> **REQUIRED WORK**
A faithful retyping of every entry below is wanted, with images left out.

(Natural language region descriptions)
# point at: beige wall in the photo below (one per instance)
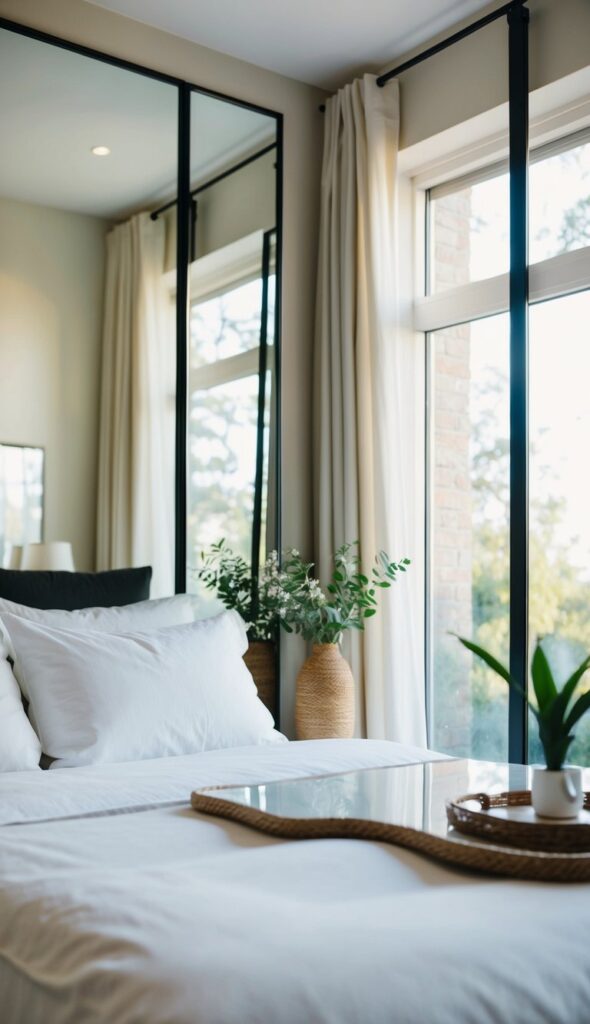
(51, 275)
(238, 206)
(472, 76)
(94, 27)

> **FINISHED TASK**
# point at: beige wall in the photo below (one per instance)
(51, 275)
(238, 206)
(472, 76)
(94, 27)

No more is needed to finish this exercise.